▸ **TASK STATEMENT**
In the material below, copy every line from the line containing "Each instance receives one keypoint. Annotate the woman's hand" through the final line, inclusive. Offset each point coordinate by -141 and leave all other text unchanged.

Dataset rows on the locations of objects:
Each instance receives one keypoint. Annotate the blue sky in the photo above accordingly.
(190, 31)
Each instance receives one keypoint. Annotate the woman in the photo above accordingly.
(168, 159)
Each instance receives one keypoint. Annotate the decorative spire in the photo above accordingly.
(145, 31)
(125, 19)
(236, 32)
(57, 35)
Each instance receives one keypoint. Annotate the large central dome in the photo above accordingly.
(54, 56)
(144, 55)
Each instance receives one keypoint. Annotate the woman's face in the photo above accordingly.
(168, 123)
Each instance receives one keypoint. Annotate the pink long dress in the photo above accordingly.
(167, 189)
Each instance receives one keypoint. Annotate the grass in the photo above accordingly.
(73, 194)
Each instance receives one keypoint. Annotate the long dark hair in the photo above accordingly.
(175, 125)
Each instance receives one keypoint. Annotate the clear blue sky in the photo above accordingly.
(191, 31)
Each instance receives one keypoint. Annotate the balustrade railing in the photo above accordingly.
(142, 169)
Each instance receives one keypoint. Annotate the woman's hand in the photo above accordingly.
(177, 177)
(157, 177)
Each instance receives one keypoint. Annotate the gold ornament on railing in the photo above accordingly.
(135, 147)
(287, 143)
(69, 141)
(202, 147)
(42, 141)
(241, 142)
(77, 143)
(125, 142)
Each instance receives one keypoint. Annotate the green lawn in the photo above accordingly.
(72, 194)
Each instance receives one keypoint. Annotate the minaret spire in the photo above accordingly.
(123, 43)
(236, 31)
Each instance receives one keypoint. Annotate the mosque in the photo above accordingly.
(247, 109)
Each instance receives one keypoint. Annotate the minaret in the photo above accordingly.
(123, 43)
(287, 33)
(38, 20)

▸ **COMPLETE OUTPUT**
Each instance receives one keypoint. Annotate the woman's hand in the photo above accordingly.
(36, 36)
(16, 36)
Each instance receives one keypoint. Annotate the gold ornament on railing in the photo above accordingly.
(-6, 6)
(146, 2)
(-72, 0)
(61, 6)
(-99, 0)
(100, 1)
(-64, 2)
(-16, 1)
Each instance receives one keypoint. Annotate the green lawn in the photo above accordingly.
(-69, 53)
Each instance receives one keypoint. Annotate the minaret spire in the photo above accordingly.
(-18, -98)
(95, -110)
Each instance receives one keypoint. Annotate the mosque in the photo above accordingly.
(106, -32)
Each instance receives one keypoint. Annotate the minaret in the photo above accordingly.
(-18, -98)
(146, -108)
(-103, -121)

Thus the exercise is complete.